──────── Data excerpts

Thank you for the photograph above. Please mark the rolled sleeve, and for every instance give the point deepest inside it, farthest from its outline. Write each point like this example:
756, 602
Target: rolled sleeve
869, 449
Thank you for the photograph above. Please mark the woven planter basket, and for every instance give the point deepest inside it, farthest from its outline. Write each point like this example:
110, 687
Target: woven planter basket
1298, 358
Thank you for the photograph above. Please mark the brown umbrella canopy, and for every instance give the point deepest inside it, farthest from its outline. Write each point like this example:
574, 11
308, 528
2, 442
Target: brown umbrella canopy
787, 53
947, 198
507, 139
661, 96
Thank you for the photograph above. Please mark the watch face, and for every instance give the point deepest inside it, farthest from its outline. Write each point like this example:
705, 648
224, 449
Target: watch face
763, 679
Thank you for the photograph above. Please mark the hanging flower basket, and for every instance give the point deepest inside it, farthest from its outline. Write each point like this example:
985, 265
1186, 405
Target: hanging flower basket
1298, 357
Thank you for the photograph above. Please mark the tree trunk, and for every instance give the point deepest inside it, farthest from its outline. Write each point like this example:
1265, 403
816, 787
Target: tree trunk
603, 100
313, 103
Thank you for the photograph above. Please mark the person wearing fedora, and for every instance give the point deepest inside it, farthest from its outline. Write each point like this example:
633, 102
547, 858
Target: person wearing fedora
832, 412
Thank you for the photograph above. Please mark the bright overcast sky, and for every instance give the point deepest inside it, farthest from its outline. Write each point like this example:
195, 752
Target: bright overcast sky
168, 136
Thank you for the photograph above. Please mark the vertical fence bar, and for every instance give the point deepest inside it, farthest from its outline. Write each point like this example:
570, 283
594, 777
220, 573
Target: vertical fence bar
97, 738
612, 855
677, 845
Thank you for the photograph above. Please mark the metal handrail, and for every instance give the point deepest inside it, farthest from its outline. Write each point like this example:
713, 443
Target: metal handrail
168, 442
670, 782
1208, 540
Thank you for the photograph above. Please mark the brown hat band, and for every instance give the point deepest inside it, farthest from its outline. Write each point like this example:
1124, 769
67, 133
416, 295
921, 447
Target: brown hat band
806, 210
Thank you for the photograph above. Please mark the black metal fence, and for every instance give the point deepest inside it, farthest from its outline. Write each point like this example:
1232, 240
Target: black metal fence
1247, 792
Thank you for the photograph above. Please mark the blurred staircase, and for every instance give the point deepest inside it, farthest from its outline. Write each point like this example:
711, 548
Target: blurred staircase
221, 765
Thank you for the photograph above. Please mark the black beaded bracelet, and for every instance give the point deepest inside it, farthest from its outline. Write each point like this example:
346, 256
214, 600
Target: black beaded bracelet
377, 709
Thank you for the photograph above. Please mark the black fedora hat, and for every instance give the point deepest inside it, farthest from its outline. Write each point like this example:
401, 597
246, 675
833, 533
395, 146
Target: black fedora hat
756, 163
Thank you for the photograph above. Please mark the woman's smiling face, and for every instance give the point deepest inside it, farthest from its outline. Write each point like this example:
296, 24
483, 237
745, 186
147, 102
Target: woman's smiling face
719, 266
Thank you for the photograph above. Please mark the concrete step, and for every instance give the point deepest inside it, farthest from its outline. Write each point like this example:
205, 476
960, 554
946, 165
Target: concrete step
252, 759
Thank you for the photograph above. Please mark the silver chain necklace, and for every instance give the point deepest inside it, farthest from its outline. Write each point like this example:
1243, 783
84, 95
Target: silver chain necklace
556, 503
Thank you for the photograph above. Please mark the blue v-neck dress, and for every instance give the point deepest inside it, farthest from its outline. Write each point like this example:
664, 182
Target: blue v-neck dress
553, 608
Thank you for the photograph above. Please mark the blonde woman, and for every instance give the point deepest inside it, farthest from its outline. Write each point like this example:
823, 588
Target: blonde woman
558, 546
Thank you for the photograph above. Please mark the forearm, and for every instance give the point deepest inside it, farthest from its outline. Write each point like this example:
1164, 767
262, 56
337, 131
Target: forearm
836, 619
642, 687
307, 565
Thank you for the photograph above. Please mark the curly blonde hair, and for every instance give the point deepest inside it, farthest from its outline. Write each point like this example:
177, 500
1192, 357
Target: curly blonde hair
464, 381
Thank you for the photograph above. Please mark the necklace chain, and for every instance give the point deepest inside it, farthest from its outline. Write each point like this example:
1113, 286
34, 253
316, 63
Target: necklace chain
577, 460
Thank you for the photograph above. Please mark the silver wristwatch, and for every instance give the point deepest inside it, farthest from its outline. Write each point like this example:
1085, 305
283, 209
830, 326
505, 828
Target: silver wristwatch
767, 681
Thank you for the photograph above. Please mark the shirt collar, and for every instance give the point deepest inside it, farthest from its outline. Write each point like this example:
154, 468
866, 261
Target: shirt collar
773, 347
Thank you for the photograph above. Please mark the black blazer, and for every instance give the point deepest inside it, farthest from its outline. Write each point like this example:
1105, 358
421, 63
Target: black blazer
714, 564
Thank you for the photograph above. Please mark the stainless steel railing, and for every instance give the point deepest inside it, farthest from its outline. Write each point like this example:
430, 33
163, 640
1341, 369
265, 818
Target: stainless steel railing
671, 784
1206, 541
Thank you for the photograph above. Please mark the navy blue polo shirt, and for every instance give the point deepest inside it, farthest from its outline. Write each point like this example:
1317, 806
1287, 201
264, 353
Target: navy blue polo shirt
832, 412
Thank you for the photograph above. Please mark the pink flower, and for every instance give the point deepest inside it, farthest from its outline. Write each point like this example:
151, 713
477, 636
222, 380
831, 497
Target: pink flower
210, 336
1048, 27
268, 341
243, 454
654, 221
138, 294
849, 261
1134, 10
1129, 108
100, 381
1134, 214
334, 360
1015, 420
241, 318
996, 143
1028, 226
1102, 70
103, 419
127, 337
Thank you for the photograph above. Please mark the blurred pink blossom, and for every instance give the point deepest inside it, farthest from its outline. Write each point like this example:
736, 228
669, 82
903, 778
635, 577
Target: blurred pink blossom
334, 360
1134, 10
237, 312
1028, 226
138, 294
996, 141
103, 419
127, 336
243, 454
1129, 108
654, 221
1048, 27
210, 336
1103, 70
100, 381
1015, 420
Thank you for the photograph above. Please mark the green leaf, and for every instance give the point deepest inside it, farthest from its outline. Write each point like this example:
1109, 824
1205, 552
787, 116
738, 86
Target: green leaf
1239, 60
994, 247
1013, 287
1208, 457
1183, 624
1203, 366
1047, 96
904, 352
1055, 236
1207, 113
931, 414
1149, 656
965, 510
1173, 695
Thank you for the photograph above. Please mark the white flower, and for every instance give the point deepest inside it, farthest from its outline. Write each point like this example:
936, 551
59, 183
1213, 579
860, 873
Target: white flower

────────────────

● **Instructions to follow**
Starting from the records above, filter out all lines except those containing the word "white".

● **Result**
Thank you for the photograph above. Please mark the white flower, and for every instance give the point deepest inside it, farthest from its outline. Write each point like this example:
Target: white flower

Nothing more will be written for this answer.